# Glue Studio Notebook
You are now running a **Glue Studio** notebook; before you can start using your notebook you *must* start an interactive session.

## Available Magics
|          Magic              |   Type       |                                                                        Description                                                                        |
|-----------------------------|--------------|-----------------------------------------------------------------------------------------------------------------------------------------------------------|
| %%configure                 |  Dictionary  |  A json-formatted dictionary consisting of all configuration parameters for a session. Each parameter can be specified here or through individual magics. |
| %profile                    |  String      |  Specify a profile in your aws configuration to use as the credentials provider.                                                                          |
| %iam_role                   |  String      |  Specify an IAM role to execute your session with.                                                                                                        |
| %region                     |  String      |  Specify the AWS region in which to initialize a session.                                                                                                 |
| %session_id                 |  String      |  Returns the session ID for the running session.                                                                                                          |
| %connections                |  List        |  Specify a comma separated list of connections to use in the session.                                                                                     |
| %additional_python_modules  |  List        |  Comma separated list of pip packages, s3 paths or private pip arguments.                                                                                 |
| %extra_py_files             |  List        |  Comma separated list of additional Python files from S3.                                                                                                 |
| %extra_jars                 |  List        |  Comma separated list of additional Jars to include in the cluster.                                                                                       |
| %number_of_workers          |  Integer     |  The number of workers of a defined worker_type that are allocated when a job runs. worker_type must be set too.                                          |
| %glue_version               |  String      |  The version of Glue to be used by this session. Currently, the only valid options are 2.0 and 3.0 (eg: %glue_version 2.0).                               |
| %security_config            |  String      |  Define a security configuration to be used with this session.                                                                                            |
| %sql                        |  String      |  Run SQL code. All lines after the initial %%sql magic will be passed as part of the SQL code.                                                            |
| %streaming                  |  String      |  Changes the session type to Glue Streaming.                                                                                                              |
| %etl                        |  String      |  Changes the session type to Glue ETL.                                                                                                                    |
| %status                     |              |  Returns the status of the current Glue session including its duration, configuration and executing user / role.                                          |
| %stop_session               |              |  Stops the current session.                                                                                                                               |
| %list_sessions              |              |  Lists all currently running sessions by name and ID.                                                                                                     |
| %worker_type                |  String      |  Standard, G.1X, *or* G.2X. number_of_workers must be set too. Default is G.1X.                                                                           |
| %spark_conf                 |  String      |  Specify custom spark configurations for your session. E.g. %spark_conf spark.serializer=org.apache.spark.serializer.KryoSerializer.                      |

## Using 3rd Party Library

Replace the `{S3_BUCKET}` below, with your bucket name. Below command is adding required third party libraries to the job.
==*==
### [TASK GOAL]
Reproduce the portion of the Glue Studio notebook text above that begins with "# Glue Studio" and runs through "an interactive session.".

[Object location annotation data]
==*==
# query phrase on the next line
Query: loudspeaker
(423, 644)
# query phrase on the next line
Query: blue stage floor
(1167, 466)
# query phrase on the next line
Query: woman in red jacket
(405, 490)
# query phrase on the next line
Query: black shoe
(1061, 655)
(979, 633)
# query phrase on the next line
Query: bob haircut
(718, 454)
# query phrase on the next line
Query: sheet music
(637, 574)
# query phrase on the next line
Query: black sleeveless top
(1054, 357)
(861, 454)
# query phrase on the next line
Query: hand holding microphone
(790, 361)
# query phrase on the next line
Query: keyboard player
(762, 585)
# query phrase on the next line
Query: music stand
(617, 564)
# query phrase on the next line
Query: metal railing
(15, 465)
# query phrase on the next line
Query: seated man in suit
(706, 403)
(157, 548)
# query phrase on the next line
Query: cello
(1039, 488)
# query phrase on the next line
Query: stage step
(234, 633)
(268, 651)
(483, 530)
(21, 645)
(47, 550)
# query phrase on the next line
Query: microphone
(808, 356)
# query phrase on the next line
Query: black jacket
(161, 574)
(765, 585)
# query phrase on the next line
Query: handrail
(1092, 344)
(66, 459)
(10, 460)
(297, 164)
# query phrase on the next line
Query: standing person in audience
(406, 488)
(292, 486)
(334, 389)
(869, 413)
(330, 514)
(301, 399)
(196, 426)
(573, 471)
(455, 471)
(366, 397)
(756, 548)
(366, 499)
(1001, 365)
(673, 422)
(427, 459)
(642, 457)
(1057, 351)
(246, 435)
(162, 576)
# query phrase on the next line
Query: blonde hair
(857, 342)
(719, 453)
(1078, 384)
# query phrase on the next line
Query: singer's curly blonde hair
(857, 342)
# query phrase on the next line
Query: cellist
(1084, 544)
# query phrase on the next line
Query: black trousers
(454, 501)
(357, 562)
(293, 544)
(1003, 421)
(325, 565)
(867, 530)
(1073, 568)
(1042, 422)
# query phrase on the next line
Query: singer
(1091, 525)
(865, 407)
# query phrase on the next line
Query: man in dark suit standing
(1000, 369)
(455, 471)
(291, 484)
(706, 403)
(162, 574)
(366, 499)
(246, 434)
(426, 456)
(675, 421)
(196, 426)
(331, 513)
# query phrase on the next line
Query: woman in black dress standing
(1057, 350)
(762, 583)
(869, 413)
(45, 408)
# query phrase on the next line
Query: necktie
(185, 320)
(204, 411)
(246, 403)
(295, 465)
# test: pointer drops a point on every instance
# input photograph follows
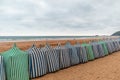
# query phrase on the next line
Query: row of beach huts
(16, 64)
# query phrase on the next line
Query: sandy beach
(24, 45)
(106, 68)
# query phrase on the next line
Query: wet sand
(106, 68)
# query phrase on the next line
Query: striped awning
(37, 62)
(2, 69)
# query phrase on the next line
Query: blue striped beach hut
(89, 51)
(95, 49)
(109, 47)
(101, 50)
(37, 62)
(80, 52)
(16, 64)
(52, 58)
(2, 69)
(74, 59)
(64, 57)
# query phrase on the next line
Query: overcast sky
(59, 17)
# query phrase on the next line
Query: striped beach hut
(74, 59)
(84, 54)
(81, 51)
(89, 51)
(2, 69)
(64, 57)
(37, 62)
(52, 58)
(109, 47)
(116, 45)
(16, 64)
(103, 48)
(95, 49)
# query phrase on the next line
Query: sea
(33, 38)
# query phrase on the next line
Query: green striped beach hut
(16, 64)
(89, 51)
(74, 59)
(52, 58)
(37, 62)
(64, 57)
(2, 69)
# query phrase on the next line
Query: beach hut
(64, 57)
(2, 69)
(104, 49)
(89, 51)
(95, 49)
(117, 45)
(109, 47)
(74, 59)
(81, 53)
(16, 64)
(84, 54)
(37, 62)
(52, 58)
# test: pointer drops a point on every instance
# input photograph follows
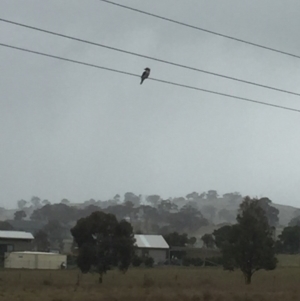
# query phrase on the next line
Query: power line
(153, 79)
(149, 57)
(201, 29)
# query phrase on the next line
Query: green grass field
(159, 284)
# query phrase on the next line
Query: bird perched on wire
(145, 74)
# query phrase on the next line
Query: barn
(153, 246)
(35, 260)
(15, 241)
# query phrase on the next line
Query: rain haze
(77, 132)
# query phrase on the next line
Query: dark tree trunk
(248, 277)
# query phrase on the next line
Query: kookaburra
(145, 74)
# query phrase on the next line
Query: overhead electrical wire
(153, 79)
(149, 57)
(200, 28)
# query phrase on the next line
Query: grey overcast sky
(70, 131)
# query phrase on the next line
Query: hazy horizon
(75, 132)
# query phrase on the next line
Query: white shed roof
(150, 241)
(16, 235)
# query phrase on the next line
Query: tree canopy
(249, 244)
(103, 242)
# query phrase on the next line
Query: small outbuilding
(35, 260)
(153, 246)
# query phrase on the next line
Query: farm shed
(34, 260)
(153, 246)
(15, 241)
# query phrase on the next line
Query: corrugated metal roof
(16, 235)
(36, 253)
(150, 241)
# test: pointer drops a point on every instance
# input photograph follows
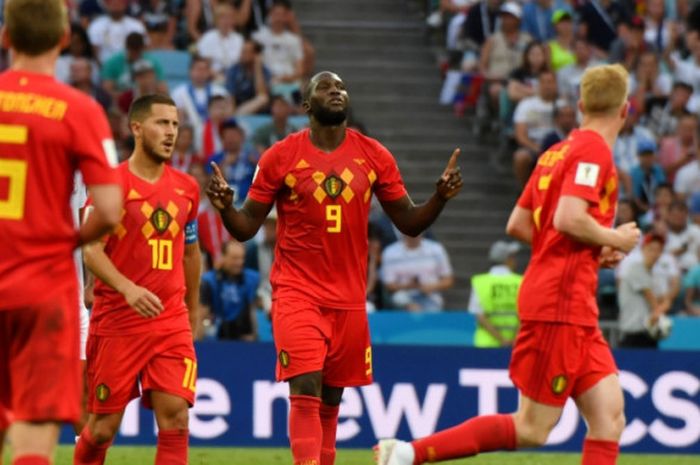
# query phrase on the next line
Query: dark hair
(35, 26)
(140, 108)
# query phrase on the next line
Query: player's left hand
(450, 183)
(609, 257)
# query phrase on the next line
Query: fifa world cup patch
(102, 392)
(284, 358)
(559, 384)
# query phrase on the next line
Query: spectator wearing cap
(277, 129)
(192, 98)
(415, 271)
(646, 177)
(118, 71)
(599, 20)
(222, 45)
(561, 47)
(237, 159)
(248, 81)
(503, 51)
(682, 147)
(639, 306)
(108, 32)
(494, 298)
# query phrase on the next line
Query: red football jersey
(323, 203)
(561, 280)
(148, 248)
(47, 131)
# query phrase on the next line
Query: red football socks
(479, 434)
(31, 460)
(172, 447)
(305, 431)
(329, 425)
(598, 452)
(87, 452)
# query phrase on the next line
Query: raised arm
(412, 219)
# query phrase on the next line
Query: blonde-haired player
(566, 212)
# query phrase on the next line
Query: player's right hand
(219, 192)
(629, 235)
(146, 303)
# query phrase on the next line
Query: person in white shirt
(222, 45)
(108, 32)
(416, 270)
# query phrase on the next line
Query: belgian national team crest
(333, 185)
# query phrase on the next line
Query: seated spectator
(561, 47)
(681, 148)
(683, 238)
(522, 82)
(118, 72)
(108, 32)
(639, 307)
(192, 98)
(663, 113)
(564, 123)
(599, 22)
(494, 298)
(81, 79)
(184, 154)
(248, 81)
(533, 120)
(626, 146)
(279, 128)
(415, 270)
(569, 77)
(236, 159)
(283, 52)
(503, 51)
(229, 295)
(221, 108)
(79, 47)
(222, 45)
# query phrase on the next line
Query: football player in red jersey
(146, 295)
(566, 212)
(322, 180)
(47, 130)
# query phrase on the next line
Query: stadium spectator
(503, 51)
(646, 177)
(222, 45)
(278, 128)
(228, 296)
(561, 47)
(415, 271)
(81, 79)
(494, 298)
(569, 77)
(522, 82)
(599, 21)
(681, 148)
(564, 123)
(237, 159)
(533, 120)
(639, 306)
(193, 98)
(108, 32)
(118, 73)
(248, 81)
(283, 52)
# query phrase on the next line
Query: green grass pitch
(122, 455)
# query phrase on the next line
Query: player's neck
(327, 138)
(41, 64)
(145, 167)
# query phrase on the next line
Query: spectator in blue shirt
(228, 296)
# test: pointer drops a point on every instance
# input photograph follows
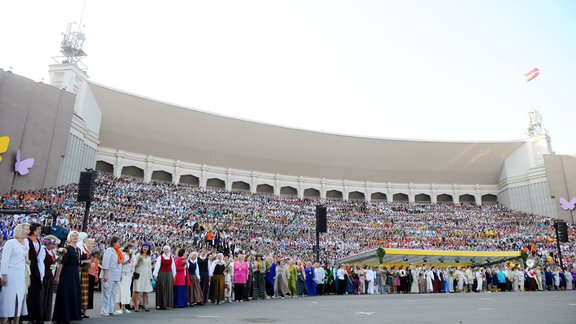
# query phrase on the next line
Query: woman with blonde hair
(13, 269)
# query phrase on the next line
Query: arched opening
(215, 183)
(378, 196)
(132, 171)
(489, 199)
(190, 180)
(334, 195)
(467, 199)
(356, 196)
(240, 186)
(265, 189)
(445, 199)
(311, 193)
(400, 197)
(161, 176)
(289, 192)
(104, 167)
(422, 198)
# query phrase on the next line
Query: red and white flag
(532, 74)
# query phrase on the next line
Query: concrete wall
(37, 118)
(561, 171)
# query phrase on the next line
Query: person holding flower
(36, 254)
(141, 284)
(68, 297)
(13, 270)
(164, 273)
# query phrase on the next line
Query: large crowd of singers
(32, 266)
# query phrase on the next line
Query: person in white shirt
(111, 274)
(370, 276)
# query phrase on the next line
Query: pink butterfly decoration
(23, 167)
(568, 205)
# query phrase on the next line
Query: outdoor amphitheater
(185, 178)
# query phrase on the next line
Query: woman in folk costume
(50, 243)
(164, 273)
(361, 272)
(259, 278)
(124, 296)
(87, 283)
(217, 282)
(270, 275)
(228, 275)
(67, 306)
(281, 279)
(181, 280)
(414, 289)
(421, 280)
(250, 281)
(141, 285)
(13, 269)
(329, 285)
(204, 270)
(240, 277)
(84, 266)
(429, 276)
(569, 280)
(36, 255)
(309, 280)
(300, 282)
(195, 295)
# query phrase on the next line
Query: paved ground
(533, 307)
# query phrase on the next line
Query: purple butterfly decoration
(23, 167)
(568, 205)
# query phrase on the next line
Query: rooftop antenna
(535, 123)
(72, 43)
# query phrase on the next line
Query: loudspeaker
(562, 229)
(86, 185)
(321, 226)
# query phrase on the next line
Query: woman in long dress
(292, 277)
(164, 273)
(217, 284)
(195, 295)
(259, 278)
(50, 243)
(13, 270)
(414, 289)
(124, 297)
(68, 297)
(142, 285)
(181, 280)
(281, 280)
(36, 254)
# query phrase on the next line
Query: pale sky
(440, 70)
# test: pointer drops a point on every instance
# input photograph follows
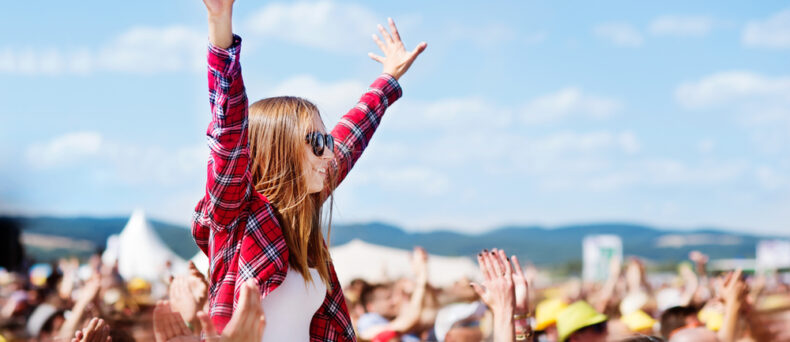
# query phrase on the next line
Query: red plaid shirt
(235, 226)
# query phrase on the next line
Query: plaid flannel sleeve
(355, 129)
(228, 182)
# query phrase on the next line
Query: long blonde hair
(277, 130)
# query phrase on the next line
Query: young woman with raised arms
(272, 166)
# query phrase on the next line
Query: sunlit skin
(315, 169)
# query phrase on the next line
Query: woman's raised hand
(396, 60)
(498, 290)
(220, 28)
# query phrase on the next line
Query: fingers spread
(505, 263)
(498, 271)
(395, 34)
(379, 43)
(478, 289)
(517, 266)
(485, 268)
(376, 57)
(208, 326)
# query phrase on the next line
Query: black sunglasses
(319, 141)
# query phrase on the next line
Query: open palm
(397, 60)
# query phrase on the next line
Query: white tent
(201, 262)
(140, 252)
(374, 263)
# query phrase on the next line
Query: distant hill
(550, 246)
(540, 245)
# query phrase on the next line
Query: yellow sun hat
(138, 284)
(576, 316)
(547, 311)
(638, 320)
(713, 319)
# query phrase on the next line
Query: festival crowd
(92, 302)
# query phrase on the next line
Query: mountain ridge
(540, 245)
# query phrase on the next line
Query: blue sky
(673, 114)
==*==
### [ANSWER TO THIS EXERCISE]
# Glue Studio Notebook
You are now running a **Glue Studio** notebook; before you can start using your notebook you *must* start an interactive session.